» **Brief**
Rewrite the stretch from the line that contains "Teacher note: please indicate the bare branch" through the end of the items. Keep every line of text unchanged, but multiply each x and y coordinate in the answers by 0.3 and round to whole numbers, with halves rounded up, and leave the pictures out.

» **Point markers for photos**
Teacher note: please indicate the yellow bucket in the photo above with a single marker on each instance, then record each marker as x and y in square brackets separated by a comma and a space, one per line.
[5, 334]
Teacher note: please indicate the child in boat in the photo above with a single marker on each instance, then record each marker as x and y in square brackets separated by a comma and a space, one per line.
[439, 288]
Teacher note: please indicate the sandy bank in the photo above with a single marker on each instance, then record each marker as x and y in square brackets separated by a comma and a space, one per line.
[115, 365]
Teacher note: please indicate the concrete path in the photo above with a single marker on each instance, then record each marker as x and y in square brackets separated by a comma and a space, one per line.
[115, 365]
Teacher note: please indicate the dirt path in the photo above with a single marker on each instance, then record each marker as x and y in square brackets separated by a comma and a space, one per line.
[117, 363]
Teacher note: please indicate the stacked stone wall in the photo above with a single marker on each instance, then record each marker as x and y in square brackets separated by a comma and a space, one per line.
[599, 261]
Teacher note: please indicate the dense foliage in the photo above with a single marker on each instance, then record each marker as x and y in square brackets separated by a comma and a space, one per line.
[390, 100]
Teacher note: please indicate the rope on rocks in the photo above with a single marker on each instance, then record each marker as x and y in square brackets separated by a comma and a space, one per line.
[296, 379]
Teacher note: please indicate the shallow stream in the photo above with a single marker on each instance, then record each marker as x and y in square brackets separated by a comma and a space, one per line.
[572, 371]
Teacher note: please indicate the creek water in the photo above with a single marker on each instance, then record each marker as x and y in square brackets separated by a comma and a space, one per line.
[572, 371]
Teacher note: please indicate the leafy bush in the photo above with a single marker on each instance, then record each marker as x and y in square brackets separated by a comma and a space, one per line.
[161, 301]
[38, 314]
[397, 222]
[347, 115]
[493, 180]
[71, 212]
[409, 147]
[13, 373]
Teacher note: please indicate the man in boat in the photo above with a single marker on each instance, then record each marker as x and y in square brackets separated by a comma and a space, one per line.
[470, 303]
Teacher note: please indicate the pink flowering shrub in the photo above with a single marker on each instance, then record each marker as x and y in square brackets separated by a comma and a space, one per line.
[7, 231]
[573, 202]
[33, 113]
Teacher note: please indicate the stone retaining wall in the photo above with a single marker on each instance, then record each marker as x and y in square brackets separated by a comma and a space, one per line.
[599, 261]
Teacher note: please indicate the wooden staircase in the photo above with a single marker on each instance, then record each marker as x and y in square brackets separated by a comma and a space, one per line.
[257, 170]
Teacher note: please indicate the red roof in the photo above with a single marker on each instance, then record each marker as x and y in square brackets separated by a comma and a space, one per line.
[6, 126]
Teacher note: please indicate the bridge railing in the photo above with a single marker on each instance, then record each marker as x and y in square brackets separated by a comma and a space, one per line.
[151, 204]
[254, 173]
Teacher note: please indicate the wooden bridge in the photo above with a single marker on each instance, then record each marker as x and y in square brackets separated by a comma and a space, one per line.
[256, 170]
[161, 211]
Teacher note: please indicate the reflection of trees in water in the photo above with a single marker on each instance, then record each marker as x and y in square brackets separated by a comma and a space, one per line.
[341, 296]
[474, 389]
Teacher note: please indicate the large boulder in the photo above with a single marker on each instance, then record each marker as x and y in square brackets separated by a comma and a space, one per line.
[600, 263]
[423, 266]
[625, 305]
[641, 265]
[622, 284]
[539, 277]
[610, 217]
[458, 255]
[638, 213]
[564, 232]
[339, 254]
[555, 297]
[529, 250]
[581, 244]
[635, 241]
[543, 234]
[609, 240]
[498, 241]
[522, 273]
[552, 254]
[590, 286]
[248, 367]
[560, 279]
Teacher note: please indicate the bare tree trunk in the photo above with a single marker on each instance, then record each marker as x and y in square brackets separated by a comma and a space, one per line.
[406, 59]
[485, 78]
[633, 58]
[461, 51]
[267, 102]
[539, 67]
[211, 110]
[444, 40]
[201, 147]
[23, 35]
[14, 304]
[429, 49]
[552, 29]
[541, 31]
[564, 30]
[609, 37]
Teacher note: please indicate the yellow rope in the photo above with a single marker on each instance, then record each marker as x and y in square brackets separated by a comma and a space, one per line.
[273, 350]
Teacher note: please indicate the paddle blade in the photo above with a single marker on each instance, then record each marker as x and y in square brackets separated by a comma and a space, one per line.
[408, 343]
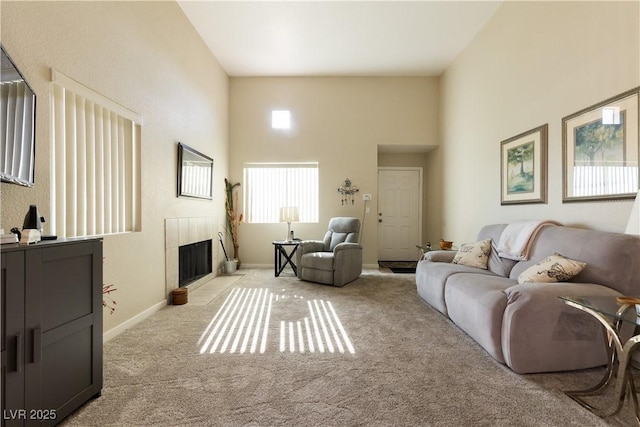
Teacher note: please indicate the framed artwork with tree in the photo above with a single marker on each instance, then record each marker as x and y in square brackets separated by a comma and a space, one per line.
[524, 167]
[600, 150]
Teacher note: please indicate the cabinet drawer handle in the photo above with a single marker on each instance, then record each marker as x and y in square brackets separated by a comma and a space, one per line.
[37, 345]
[18, 352]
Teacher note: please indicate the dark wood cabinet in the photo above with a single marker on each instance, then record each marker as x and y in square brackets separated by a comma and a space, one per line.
[51, 329]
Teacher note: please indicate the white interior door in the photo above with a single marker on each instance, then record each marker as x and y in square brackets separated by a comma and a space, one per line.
[399, 218]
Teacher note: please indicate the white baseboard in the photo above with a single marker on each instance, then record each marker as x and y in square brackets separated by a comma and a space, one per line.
[112, 333]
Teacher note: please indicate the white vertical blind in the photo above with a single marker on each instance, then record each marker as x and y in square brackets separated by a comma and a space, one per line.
[16, 124]
[270, 186]
[95, 168]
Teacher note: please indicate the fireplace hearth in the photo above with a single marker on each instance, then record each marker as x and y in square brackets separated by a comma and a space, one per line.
[195, 261]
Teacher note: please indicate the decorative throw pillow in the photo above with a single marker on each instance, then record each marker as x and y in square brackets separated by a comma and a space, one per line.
[554, 268]
[474, 254]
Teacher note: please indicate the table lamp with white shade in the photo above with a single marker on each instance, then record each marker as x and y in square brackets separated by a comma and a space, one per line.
[633, 226]
[289, 214]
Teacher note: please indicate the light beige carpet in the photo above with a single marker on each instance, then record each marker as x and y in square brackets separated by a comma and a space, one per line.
[407, 364]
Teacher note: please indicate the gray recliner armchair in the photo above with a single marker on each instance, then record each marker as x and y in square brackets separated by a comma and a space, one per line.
[337, 259]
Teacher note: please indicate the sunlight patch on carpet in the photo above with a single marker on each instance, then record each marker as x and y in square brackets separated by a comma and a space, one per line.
[242, 324]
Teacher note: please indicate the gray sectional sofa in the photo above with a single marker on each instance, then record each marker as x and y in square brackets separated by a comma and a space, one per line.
[526, 326]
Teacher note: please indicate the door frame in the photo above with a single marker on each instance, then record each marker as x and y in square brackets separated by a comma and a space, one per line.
[420, 171]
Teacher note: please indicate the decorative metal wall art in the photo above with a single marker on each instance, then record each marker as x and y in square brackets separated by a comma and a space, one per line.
[347, 190]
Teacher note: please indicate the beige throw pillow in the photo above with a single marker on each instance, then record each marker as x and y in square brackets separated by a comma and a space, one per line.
[474, 254]
[554, 268]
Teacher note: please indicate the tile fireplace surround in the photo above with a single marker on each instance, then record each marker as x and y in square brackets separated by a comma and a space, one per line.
[184, 231]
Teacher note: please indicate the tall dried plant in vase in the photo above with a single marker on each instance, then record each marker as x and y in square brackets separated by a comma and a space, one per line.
[233, 217]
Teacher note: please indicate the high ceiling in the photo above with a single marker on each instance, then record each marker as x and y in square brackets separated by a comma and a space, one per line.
[337, 38]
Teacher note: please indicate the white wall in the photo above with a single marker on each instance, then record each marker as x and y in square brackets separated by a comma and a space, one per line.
[147, 57]
[533, 63]
[338, 122]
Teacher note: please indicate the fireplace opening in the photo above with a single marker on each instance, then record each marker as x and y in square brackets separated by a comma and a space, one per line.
[195, 262]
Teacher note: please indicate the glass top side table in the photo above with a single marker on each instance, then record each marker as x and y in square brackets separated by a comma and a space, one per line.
[612, 313]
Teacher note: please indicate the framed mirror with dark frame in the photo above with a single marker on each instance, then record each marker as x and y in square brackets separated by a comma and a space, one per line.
[17, 125]
[195, 173]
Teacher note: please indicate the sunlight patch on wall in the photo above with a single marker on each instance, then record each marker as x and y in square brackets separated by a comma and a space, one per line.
[241, 325]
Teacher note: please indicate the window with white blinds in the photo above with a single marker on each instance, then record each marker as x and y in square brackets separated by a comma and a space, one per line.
[270, 186]
[17, 105]
[95, 166]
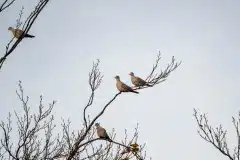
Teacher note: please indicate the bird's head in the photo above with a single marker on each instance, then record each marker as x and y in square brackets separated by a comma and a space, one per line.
[117, 77]
[131, 74]
[10, 28]
[97, 124]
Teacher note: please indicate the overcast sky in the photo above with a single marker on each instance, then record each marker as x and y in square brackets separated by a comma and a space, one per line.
[126, 36]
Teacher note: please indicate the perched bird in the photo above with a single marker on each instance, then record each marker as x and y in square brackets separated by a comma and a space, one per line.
[123, 87]
[127, 150]
[138, 82]
[101, 132]
[135, 147]
[18, 32]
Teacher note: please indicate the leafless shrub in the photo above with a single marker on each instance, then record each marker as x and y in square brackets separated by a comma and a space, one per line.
[217, 136]
[71, 144]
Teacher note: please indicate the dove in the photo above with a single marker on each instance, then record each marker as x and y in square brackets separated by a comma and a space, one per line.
[101, 132]
[138, 82]
[135, 147]
[123, 87]
[18, 32]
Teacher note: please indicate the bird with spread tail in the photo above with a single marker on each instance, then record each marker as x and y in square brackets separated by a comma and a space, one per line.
[122, 87]
[101, 132]
[137, 81]
[18, 32]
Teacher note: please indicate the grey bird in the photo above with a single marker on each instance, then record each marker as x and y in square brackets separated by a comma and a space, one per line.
[137, 81]
[101, 132]
[123, 87]
[18, 32]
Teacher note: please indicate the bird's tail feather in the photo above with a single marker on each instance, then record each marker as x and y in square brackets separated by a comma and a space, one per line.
[135, 92]
[29, 36]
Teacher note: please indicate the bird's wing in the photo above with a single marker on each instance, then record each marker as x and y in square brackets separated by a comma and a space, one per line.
[126, 87]
[140, 80]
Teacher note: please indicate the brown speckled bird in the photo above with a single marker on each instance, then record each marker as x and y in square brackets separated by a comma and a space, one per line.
[123, 87]
[101, 132]
[18, 32]
[137, 81]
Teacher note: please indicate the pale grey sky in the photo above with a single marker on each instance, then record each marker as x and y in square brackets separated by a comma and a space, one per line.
[204, 34]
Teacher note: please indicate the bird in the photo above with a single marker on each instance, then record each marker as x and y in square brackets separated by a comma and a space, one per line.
[101, 132]
[127, 150]
[123, 87]
[18, 32]
[137, 81]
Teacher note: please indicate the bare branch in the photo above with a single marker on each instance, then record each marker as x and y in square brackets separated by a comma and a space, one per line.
[216, 137]
[6, 4]
[26, 27]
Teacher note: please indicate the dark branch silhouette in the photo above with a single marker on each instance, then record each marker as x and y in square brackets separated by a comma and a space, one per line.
[6, 4]
[217, 136]
[10, 47]
[36, 139]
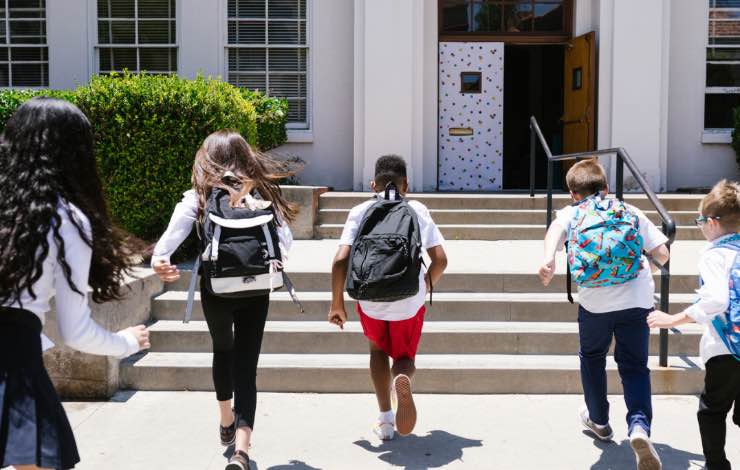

» **Task answer**
Teacher note: please indicate the bare branch in the photo above with a single marker on each instance, then record each marker as x and y in square brackets separated by a comma and a space, one per line.
[65, 41]
[2, 1]
[8, 8]
Teacher note: please indicate the dark branch silhouette in the photo above with a single marker on each instance, then record each marker as x and y in square brackets separated by a comma and a space, one per line.
[2, 1]
[65, 41]
[3, 14]
[11, 42]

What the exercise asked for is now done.